:: BRIEF 1 ::
Copy the passage of the forum thread between "Should I be" and "HalfEatenPie (Jul 9, 2014)", inclusive.
:: BRIEF 2 ::
Turn the lines of the records into a numbered list, skipping blank lines and leaving out the pictures.

::: SELECTED EXCERPT

Reminds me of the political support for say taxes originally... Punsih the misbehaving corporations... Whoa to us, the populace... Then in their short sightedness, years later, those enacted taxes shift in burden from the corporation to that population who sought to stomp someone..

As much as I think it's a grand idea, not thinking forward about the impacts and how you, yourself could be so easily ensnared, yes, quick to think, slow to react...

Lord have mercy upon me, for I have sinned


----------



## splitice (Jul 9, 2014)

I dont think moderators and administrators should be taking drastic actions (banning) in these cases, however I do agree that some action should be taken. However it needs to be appropriate in nature, we don't need the VPSBoard secret police XD . Perhaps just closing the thread before it gets to this point?

A simple - well worded response explaining the flaws in their approach, a few recommendations for improvement. Furthermore encouraging them to continue their business, but to do so without the drama thread and to do so elsewhere.


----------



## Kayaba Akihiko (Jul 9, 2014)

Just wondering, is this in response to my "Budget VPS" Response to a review?


----------



## AuroraZero (Jul 9, 2014)

Okay guys going to give you a hypothetical here just for kicks. Let's say that I, just for example not that I am going to but maybe I am who knows yet, starts a business from where I am located but I have no business license yet. It is a shared hosting business to start and I start posting here. Now you guys know me some what and should know by now that I do not do things to intentionally screw people over.....EVER!

The main problem with me having a business license right now is the cash, I do not have enough to get one right now, but I plan to as the business grows. I also do not have a tax I.D. number but that is in the works as well as the business grows.

Should I be "punished" because I can not afford to do things the "right way" at the start? Even though my business plan has the room in it to make things right? Also at what point does one become "Admin" to the entire internet?

At some point people have to start taking responsibility for themselves as well and stop trying to make others do it for them. The Admins and Mods of this forum, or any other one for that matter, should not be responsible for making decisions for other people's money. They should control that themselves.


----------



## HalfEatenPie (Jul 9, 2014)

::::::
::: GIVEN ENTRIES

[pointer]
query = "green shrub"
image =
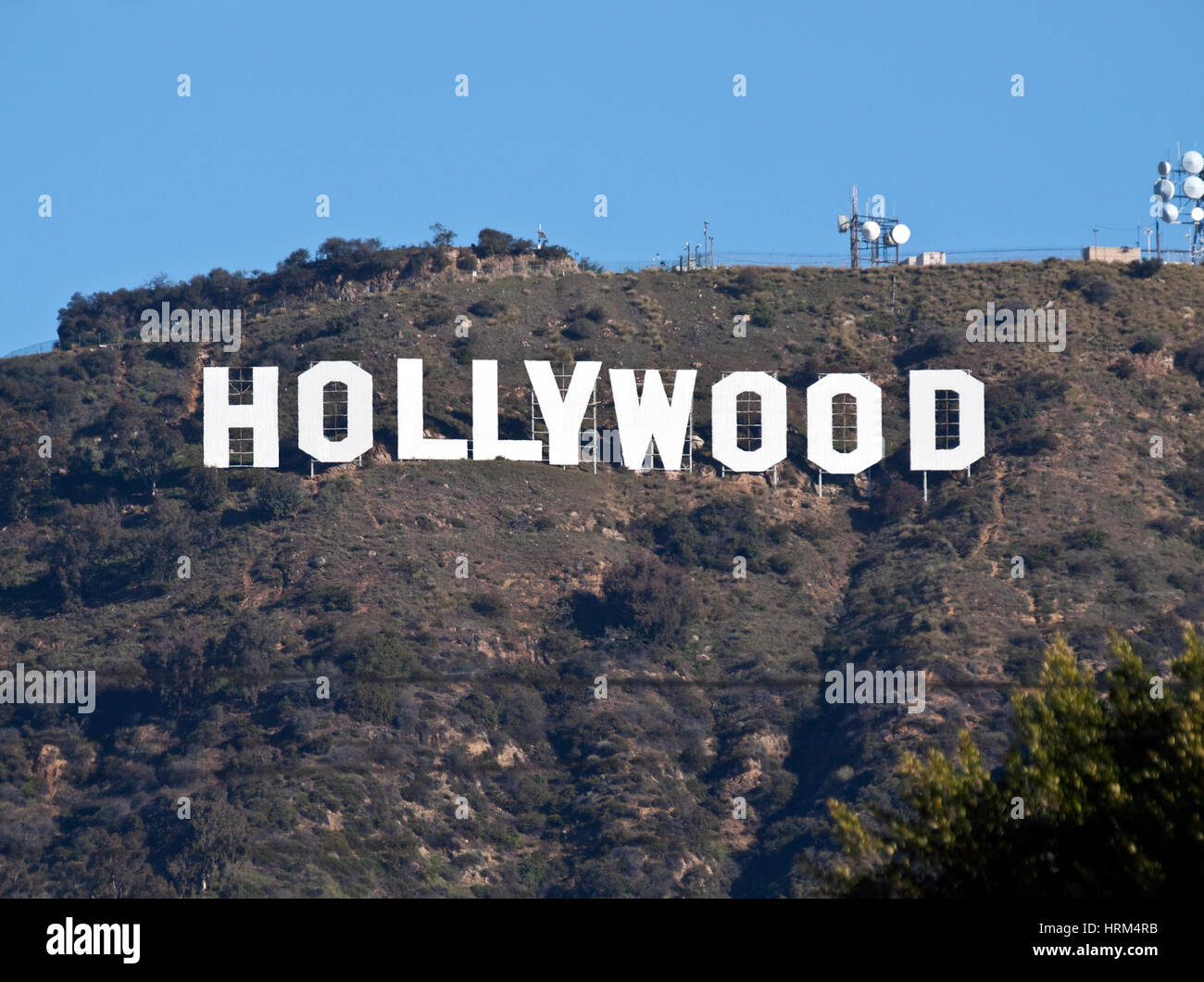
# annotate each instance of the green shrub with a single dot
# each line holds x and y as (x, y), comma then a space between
(280, 496)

::::::

:: TASK ANSWER 1 ::
Should I be "punished" because I can not afford to do things the "right way" at the start? Even though my business plan has the room in it to make things right? Also at what point does one become "Admin" to the entire internet?

At some point people have to start taking responsibility for themselves as well and stop trying to make others do it for them. The Admins and Mods of this forum, or any other one for that matter, should not be responsible for making decisions for other people's money. They should control that themselves.


----------



## HalfEatenPie (Jul 9, 2014)

:: TASK ANSWER 2 ::
1. [pointer]
2. query = "green shrub"
3. image =
4. # annotate each instance of the green shrub with a single dot
5. # each line holds x and y as (x, y), comma then a space between
6. (280, 496)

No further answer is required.